(Extracted records)
---

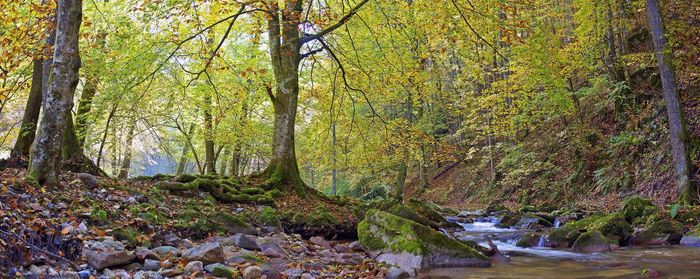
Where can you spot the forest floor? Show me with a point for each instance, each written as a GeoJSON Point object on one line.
{"type": "Point", "coordinates": [132, 227]}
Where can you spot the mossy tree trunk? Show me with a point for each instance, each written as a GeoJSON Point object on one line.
{"type": "Point", "coordinates": [679, 139]}
{"type": "Point", "coordinates": [27, 130]}
{"type": "Point", "coordinates": [57, 103]}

---

**GOAL OF THE EXERCISE:**
Output only the lines from the one holding "Where can you spot the mossy" through the last line above, exactly as they appear.

**ANSWER TO THIS TASK:**
Where can you spot the mossy tree trunk? Show me with a point for each instance, each written as a GeoJSON Point object on one line.
{"type": "Point", "coordinates": [679, 139]}
{"type": "Point", "coordinates": [27, 130]}
{"type": "Point", "coordinates": [57, 103]}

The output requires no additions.